>> start

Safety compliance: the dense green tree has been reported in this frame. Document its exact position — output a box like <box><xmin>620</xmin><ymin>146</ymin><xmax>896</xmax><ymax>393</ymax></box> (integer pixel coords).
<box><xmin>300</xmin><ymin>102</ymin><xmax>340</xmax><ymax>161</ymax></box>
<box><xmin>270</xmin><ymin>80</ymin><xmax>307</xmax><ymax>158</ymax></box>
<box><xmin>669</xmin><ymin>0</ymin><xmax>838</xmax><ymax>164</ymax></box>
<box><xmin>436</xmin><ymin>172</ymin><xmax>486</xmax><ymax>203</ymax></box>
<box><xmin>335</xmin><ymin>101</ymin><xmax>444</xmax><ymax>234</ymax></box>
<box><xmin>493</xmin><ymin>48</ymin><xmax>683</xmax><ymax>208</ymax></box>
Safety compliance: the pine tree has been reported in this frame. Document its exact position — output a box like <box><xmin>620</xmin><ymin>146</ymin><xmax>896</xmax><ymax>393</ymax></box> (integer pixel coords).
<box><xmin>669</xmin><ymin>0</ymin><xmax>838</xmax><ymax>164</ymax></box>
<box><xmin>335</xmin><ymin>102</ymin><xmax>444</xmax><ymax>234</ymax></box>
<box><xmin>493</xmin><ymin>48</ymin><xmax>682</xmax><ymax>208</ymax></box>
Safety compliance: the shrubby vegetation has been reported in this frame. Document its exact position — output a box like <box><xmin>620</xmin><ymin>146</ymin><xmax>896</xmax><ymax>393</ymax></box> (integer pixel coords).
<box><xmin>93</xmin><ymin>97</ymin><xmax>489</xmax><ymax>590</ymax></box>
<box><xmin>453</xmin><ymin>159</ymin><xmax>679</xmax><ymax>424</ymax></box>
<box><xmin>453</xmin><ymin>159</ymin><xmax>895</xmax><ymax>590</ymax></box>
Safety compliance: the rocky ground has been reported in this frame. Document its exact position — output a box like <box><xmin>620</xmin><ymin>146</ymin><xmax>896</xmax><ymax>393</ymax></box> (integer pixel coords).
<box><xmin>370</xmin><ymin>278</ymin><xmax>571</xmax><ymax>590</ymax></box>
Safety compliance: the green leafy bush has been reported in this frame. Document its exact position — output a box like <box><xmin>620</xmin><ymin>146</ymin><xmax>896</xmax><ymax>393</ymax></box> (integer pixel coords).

>> end

_Work instructions_
Put the data above into a JSON list of strings, one string for each line, leaving out any blank lines.

_Answer below_
[
  "Safety compliance: the dense green tree has been reported in this frame. Document its exact position — output a box like <box><xmin>620</xmin><ymin>146</ymin><xmax>896</xmax><ymax>393</ymax></box> (integer pixel coords).",
  "<box><xmin>300</xmin><ymin>102</ymin><xmax>340</xmax><ymax>161</ymax></box>",
  "<box><xmin>270</xmin><ymin>80</ymin><xmax>307</xmax><ymax>158</ymax></box>",
  "<box><xmin>669</xmin><ymin>0</ymin><xmax>838</xmax><ymax>164</ymax></box>",
  "<box><xmin>436</xmin><ymin>172</ymin><xmax>486</xmax><ymax>203</ymax></box>",
  "<box><xmin>335</xmin><ymin>101</ymin><xmax>444</xmax><ymax>234</ymax></box>",
  "<box><xmin>493</xmin><ymin>48</ymin><xmax>683</xmax><ymax>208</ymax></box>",
  "Safety compliance: the pine tree has been reported in this frame. Document its exact position — output a box like <box><xmin>620</xmin><ymin>146</ymin><xmax>896</xmax><ymax>393</ymax></box> (integer pixel coords).",
  "<box><xmin>669</xmin><ymin>0</ymin><xmax>838</xmax><ymax>164</ymax></box>",
  "<box><xmin>335</xmin><ymin>102</ymin><xmax>444</xmax><ymax>234</ymax></box>",
  "<box><xmin>493</xmin><ymin>48</ymin><xmax>682</xmax><ymax>208</ymax></box>",
  "Safety compliance: the shrubby vegetation has been reported in this frame. Document its exact position — output a box like <box><xmin>620</xmin><ymin>146</ymin><xmax>896</xmax><ymax>393</ymax></box> (integer pixel coords).",
  "<box><xmin>93</xmin><ymin>97</ymin><xmax>489</xmax><ymax>590</ymax></box>",
  "<box><xmin>453</xmin><ymin>159</ymin><xmax>679</xmax><ymax>424</ymax></box>",
  "<box><xmin>453</xmin><ymin>159</ymin><xmax>895</xmax><ymax>590</ymax></box>",
  "Safety compliance: the rocky ground has been reported in this frame. Document its exact position — output a box like <box><xmin>620</xmin><ymin>146</ymin><xmax>896</xmax><ymax>393</ymax></box> (integer pixel coords).",
  "<box><xmin>370</xmin><ymin>278</ymin><xmax>571</xmax><ymax>590</ymax></box>",
  "Safety compliance: the green leafy bush has been reported in this frame. Document its exact position — output a box like <box><xmin>620</xmin><ymin>146</ymin><xmax>896</xmax><ymax>393</ymax></box> (integer pixel coords)."
]